**Exercise prompt:** Among the lines below, some may hold the word "green"; state how many do, giving only the number.
»»
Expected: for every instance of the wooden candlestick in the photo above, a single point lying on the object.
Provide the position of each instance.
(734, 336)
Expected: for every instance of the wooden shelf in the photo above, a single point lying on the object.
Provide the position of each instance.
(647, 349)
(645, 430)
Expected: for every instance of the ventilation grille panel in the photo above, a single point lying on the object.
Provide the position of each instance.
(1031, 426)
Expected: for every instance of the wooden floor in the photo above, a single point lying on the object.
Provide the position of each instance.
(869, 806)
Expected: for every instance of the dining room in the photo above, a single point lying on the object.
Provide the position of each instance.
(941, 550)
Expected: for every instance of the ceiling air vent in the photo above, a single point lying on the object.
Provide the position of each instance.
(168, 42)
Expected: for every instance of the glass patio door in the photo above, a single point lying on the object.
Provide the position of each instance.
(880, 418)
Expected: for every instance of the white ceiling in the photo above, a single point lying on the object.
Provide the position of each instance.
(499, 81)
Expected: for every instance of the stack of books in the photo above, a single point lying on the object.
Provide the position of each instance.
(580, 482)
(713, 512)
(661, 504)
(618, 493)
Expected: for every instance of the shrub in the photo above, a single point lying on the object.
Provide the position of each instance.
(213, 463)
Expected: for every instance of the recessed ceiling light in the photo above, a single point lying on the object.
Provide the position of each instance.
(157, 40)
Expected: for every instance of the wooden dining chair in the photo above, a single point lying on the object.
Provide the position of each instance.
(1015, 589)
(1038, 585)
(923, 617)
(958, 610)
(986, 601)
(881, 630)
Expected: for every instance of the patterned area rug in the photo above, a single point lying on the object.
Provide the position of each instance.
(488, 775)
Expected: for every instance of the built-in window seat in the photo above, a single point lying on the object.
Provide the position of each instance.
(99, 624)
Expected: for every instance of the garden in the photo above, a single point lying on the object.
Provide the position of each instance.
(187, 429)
««
»»
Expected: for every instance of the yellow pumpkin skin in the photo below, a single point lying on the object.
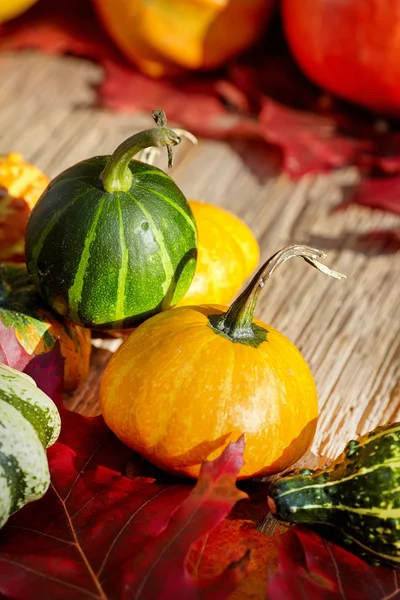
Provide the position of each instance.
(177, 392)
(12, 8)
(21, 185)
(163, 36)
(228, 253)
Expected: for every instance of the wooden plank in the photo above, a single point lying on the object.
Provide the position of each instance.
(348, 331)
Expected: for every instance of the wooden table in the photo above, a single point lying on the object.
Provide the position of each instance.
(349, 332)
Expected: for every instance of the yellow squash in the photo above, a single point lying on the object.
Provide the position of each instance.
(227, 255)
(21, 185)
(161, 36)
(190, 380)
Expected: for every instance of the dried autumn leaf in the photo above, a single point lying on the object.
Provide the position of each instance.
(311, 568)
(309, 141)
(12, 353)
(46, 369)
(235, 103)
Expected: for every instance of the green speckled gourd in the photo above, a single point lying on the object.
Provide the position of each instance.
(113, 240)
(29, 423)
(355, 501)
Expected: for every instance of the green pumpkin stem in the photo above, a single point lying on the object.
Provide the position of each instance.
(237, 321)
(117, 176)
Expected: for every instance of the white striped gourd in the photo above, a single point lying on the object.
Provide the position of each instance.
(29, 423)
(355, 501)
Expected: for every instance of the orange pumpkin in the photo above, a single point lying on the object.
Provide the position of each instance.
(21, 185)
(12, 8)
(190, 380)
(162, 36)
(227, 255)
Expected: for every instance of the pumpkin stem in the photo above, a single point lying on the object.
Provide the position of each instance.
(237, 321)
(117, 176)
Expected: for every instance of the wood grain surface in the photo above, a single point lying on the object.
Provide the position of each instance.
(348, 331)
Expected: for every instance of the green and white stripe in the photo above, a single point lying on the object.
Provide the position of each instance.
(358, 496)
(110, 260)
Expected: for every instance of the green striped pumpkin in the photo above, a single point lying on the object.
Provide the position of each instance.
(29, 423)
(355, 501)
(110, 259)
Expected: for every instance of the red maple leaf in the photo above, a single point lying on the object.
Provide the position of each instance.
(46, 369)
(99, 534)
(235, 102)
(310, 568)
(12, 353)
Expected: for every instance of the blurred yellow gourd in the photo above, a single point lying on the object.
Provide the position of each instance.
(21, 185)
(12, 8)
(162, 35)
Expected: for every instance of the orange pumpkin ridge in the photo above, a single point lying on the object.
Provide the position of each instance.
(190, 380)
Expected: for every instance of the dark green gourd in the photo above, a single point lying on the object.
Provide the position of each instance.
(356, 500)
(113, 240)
««
**Task output:** 5